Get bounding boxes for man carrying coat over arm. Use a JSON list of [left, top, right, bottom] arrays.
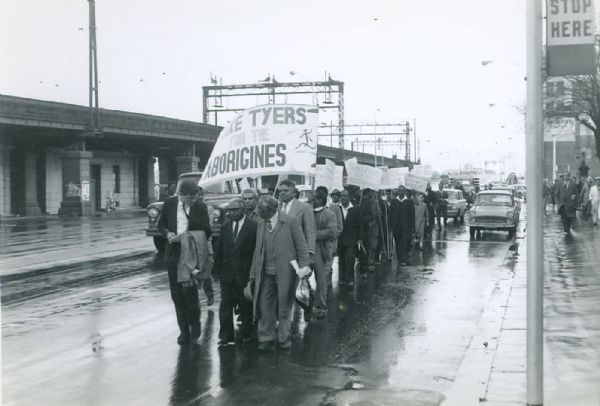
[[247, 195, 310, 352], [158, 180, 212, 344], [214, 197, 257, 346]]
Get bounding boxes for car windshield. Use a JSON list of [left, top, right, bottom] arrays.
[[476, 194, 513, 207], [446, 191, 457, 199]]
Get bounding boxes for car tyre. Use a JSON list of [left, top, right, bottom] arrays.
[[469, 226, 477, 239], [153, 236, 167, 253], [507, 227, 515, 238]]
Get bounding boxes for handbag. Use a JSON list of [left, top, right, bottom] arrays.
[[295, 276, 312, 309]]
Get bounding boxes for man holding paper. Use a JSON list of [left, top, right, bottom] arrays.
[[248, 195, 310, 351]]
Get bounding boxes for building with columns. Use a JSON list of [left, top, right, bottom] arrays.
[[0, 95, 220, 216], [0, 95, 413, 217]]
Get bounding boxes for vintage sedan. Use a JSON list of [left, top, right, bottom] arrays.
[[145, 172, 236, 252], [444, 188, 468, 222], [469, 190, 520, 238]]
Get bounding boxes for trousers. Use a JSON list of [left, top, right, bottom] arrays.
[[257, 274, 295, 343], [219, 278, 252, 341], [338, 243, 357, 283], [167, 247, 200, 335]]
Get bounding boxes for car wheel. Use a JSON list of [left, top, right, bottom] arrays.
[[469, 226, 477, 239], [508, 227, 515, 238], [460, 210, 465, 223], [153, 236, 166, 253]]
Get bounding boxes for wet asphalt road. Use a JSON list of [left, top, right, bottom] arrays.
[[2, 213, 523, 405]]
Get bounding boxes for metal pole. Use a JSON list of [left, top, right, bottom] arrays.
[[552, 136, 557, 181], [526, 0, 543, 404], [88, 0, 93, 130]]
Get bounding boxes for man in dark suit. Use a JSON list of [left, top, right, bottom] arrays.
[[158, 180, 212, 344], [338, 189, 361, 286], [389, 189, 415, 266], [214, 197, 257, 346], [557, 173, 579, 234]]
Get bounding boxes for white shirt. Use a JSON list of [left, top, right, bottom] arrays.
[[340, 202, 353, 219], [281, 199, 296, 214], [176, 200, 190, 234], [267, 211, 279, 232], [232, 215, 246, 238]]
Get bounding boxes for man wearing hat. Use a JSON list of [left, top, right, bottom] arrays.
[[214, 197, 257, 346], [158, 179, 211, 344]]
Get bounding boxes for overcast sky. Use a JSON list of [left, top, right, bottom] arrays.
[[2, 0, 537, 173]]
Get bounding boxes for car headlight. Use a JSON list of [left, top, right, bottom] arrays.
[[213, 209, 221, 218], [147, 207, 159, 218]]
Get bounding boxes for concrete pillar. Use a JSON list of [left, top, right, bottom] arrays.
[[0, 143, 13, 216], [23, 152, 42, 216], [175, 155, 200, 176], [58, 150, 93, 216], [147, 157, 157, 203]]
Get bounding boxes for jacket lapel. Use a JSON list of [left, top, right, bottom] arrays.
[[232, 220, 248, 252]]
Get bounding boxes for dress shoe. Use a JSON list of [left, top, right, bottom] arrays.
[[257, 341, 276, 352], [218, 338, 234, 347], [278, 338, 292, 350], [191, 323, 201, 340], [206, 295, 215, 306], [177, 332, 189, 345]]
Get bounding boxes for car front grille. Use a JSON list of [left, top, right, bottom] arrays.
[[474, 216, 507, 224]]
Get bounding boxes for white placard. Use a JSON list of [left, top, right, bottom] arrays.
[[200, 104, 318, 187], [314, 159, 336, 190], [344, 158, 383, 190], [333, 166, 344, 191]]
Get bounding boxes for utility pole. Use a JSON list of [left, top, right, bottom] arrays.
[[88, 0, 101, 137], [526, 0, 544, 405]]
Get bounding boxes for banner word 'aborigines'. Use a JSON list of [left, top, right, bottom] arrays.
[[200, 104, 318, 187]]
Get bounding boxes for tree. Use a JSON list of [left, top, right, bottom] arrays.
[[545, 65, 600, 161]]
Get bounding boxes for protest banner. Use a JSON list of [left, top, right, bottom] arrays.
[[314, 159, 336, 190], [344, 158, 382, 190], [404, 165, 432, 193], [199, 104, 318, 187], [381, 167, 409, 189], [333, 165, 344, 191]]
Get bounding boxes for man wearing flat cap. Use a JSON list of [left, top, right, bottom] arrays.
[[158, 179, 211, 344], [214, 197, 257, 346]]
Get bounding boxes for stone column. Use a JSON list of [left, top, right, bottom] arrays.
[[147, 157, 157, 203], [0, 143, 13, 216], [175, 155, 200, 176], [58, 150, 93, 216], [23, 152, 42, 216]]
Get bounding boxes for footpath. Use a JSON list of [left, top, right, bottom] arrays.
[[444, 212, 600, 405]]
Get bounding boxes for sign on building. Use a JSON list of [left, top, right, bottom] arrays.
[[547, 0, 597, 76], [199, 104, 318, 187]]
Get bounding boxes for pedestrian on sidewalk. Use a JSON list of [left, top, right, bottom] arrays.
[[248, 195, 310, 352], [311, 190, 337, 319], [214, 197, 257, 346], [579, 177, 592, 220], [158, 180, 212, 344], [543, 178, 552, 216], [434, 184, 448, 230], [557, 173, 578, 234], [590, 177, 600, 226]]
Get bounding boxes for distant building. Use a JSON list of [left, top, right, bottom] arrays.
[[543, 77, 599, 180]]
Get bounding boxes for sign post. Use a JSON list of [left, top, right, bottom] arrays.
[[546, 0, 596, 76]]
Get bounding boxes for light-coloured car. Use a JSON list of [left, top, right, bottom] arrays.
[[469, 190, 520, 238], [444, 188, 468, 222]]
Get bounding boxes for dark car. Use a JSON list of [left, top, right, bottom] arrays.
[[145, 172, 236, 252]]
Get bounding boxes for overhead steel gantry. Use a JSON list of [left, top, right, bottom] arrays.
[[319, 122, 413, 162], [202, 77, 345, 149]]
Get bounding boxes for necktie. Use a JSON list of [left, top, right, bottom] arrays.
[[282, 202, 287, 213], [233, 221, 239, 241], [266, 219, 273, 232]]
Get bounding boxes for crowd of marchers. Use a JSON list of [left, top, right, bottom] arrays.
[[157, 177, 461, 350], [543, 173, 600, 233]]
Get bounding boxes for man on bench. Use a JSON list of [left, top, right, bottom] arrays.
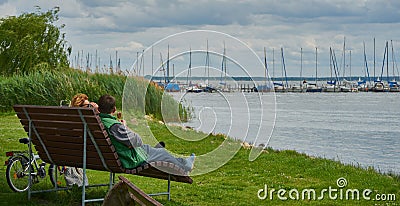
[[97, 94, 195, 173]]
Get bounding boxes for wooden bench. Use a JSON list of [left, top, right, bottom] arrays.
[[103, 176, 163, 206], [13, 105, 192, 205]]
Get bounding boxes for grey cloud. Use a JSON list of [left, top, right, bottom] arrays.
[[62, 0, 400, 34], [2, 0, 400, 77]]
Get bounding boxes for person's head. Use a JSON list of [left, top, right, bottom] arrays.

++++++++++

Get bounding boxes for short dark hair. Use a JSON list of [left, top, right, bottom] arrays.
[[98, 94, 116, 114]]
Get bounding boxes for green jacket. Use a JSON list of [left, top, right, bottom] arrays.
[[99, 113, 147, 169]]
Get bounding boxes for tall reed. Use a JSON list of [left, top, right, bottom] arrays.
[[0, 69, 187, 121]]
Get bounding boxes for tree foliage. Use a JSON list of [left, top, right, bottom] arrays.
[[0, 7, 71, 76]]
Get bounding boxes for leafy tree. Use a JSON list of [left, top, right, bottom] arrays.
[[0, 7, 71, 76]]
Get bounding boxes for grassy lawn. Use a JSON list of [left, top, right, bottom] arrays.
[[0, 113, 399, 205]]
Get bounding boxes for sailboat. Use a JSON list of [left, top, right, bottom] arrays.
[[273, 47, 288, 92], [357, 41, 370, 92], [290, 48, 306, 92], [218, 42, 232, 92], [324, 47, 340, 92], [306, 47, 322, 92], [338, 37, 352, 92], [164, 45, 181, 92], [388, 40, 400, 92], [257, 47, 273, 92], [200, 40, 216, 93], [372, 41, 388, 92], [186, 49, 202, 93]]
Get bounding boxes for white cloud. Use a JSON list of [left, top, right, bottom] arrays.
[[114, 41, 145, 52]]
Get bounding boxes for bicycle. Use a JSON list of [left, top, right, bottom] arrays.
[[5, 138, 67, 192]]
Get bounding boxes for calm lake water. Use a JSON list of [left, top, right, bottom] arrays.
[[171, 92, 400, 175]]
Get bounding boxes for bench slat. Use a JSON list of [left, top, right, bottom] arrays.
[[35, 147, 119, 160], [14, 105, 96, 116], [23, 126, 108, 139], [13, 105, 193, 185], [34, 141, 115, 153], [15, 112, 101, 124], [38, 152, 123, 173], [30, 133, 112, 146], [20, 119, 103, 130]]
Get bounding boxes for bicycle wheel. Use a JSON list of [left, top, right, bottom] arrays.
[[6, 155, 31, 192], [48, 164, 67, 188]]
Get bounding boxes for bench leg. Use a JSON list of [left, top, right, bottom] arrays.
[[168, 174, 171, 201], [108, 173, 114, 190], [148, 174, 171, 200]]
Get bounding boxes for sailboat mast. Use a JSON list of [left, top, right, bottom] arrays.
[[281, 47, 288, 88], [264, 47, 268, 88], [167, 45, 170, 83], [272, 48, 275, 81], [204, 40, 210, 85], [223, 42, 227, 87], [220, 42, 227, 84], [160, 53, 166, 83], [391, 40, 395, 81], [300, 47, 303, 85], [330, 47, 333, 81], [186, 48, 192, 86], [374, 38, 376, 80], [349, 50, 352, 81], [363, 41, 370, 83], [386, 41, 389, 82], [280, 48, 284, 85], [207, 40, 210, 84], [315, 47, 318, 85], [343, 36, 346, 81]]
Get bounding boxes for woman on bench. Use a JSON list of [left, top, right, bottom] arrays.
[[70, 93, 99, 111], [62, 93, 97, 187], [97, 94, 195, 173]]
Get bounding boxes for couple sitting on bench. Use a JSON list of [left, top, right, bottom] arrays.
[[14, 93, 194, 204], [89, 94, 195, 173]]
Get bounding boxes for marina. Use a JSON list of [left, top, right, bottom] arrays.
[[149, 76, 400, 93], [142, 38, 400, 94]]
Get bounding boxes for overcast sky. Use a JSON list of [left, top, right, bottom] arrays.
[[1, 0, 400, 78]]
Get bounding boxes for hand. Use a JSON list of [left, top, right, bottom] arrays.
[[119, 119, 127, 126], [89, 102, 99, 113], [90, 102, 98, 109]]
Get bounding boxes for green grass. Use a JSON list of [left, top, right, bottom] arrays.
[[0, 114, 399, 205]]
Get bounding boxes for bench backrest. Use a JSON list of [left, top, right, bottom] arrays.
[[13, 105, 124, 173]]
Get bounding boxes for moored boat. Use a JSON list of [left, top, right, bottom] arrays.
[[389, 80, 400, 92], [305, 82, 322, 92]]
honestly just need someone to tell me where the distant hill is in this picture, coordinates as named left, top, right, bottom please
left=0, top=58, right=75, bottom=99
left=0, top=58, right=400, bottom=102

++++++++++

**REQUIRED ACTION:**
Although the records above contain pictures, the copy must not; set down exactly the lines from the one with "Get bounding boxes for dark" up to and including the one with "Get bounding boxes for person's".

**ANSWER BELOW:**
Get bounding boxes for dark car. Use a JSON list of [left, top, right, bottom] arrays.
[[145, 172, 236, 252]]
Get bounding boxes for overhead steel gantry. Use a JSON list of [left, top, right, bottom] arrays.
[[319, 122, 413, 162], [202, 77, 345, 149]]
Get bounding boxes for necktie. Use a JSON list of [left, top, right, bottom] arrays.
[[282, 202, 287, 213], [233, 221, 239, 241], [266, 219, 273, 232]]
Get bounding boxes for crowd of marchers. Use a JSON list of [left, top, right, bottom] arrays.
[[157, 177, 461, 350], [543, 173, 600, 233]]
Get bounding boxes for man on bench. Use a JSON list of [left, top, right, bottom] arrays.
[[97, 94, 195, 173]]
Get bounding boxes for wooden bench. Use a JSON list of [left, top, right, bottom] arrays.
[[103, 176, 163, 206], [13, 105, 192, 205]]
Get bounding boxes for grey cloud. Use a JSON list of [left, top, right, bottom] arrays.
[[62, 0, 400, 34], [2, 0, 400, 77]]
Get bounding boxes for person's head. Use a JSON list of [left, top, right, bottom] arrays.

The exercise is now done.